> [Your goal] Go through the data below and copy each line that includes "suit".
※
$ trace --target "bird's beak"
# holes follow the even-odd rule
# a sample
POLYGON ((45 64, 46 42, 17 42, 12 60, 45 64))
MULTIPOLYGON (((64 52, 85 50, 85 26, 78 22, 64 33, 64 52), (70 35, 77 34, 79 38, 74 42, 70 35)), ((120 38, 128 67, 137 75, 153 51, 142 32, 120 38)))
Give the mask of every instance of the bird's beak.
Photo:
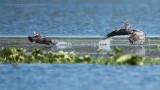
POLYGON ((36 32, 35 32, 35 31, 33 31, 33 33, 34 33, 34 34, 36 34, 36 32))

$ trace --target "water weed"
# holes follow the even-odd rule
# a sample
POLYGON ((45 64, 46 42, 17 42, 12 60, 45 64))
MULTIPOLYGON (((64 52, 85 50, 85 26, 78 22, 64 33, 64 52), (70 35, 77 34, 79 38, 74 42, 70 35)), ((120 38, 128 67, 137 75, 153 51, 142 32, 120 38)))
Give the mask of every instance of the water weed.
MULTIPOLYGON (((45 50, 33 49, 31 54, 23 48, 4 48, 0 50, 0 63, 84 63, 84 64, 112 64, 112 65, 144 65, 160 64, 159 57, 142 57, 139 55, 122 55, 119 47, 113 47, 114 53, 107 52, 106 58, 91 57, 90 55, 78 56, 75 52, 59 51, 53 53, 45 50)), ((97 50, 97 55, 100 50, 97 50)))

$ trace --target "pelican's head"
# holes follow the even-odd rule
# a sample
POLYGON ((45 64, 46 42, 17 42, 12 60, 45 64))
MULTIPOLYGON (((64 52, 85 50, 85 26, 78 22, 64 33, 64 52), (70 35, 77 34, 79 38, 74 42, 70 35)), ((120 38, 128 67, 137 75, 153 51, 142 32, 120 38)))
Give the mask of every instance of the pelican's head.
POLYGON ((36 33, 35 31, 33 31, 34 32, 34 34, 36 35, 36 36, 39 36, 40 37, 40 34, 39 33, 36 33))

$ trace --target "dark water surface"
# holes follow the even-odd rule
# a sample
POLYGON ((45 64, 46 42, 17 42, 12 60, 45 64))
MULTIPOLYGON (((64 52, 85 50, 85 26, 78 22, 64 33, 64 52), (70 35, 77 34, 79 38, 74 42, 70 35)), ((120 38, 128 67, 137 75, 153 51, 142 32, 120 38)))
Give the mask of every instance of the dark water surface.
POLYGON ((0 64, 0 90, 160 90, 160 66, 0 64))
POLYGON ((1 0, 0 36, 100 36, 125 21, 160 36, 160 0, 1 0))

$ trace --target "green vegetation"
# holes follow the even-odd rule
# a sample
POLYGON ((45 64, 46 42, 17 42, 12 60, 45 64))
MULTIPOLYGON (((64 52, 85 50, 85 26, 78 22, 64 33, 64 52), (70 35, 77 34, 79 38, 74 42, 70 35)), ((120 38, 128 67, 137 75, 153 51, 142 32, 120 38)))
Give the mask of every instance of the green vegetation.
MULTIPOLYGON (((160 58, 142 57, 139 55, 122 55, 119 47, 113 48, 115 53, 107 53, 106 58, 90 57, 90 55, 78 56, 74 52, 53 53, 34 49, 31 54, 23 48, 1 48, 0 63, 89 63, 89 64, 112 64, 112 65, 144 65, 160 64, 160 58)), ((97 50, 97 55, 100 50, 97 50)))
POLYGON ((160 44, 159 44, 159 45, 157 45, 157 48, 158 48, 158 49, 160 48, 160 44))

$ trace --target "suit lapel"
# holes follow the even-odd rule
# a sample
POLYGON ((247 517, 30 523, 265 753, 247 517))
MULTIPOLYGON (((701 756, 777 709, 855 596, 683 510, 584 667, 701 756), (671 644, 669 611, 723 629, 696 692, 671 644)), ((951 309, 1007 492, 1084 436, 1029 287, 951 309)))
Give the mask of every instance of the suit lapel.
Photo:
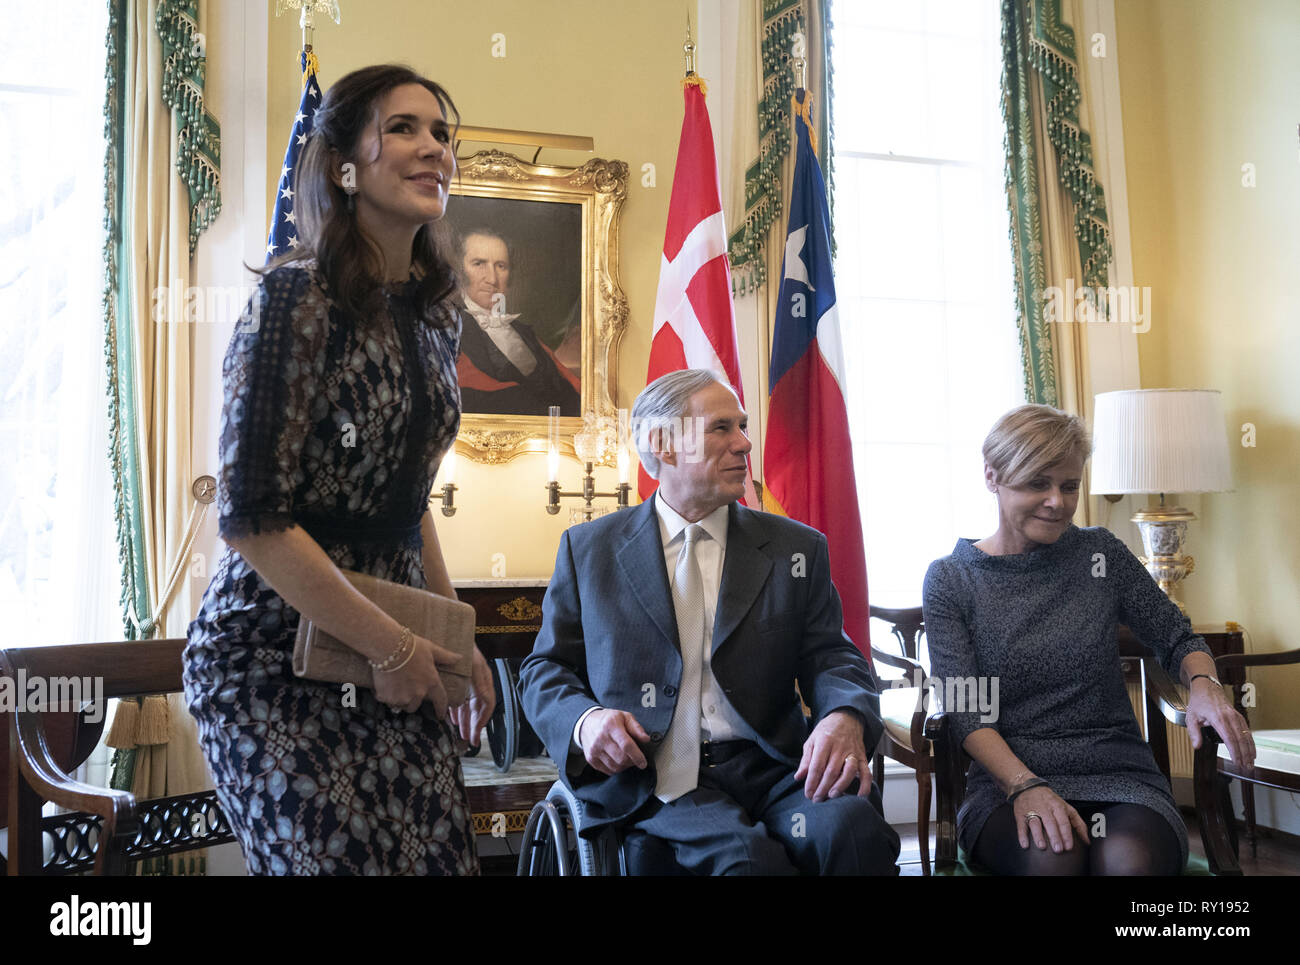
POLYGON ((617 552, 623 583, 650 615, 654 625, 670 644, 681 650, 677 639, 677 617, 673 613, 672 590, 664 565, 664 544, 659 534, 659 514, 653 496, 632 511, 624 535, 626 542, 617 552))
POLYGON ((718 612, 713 621, 715 654, 754 606, 772 572, 772 561, 759 552, 768 540, 758 524, 757 515, 738 503, 732 503, 728 517, 727 556, 722 564, 718 612))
※
> [Your response]
$ trace --target "suit lapel"
Give the mask of every instance of the suit lapel.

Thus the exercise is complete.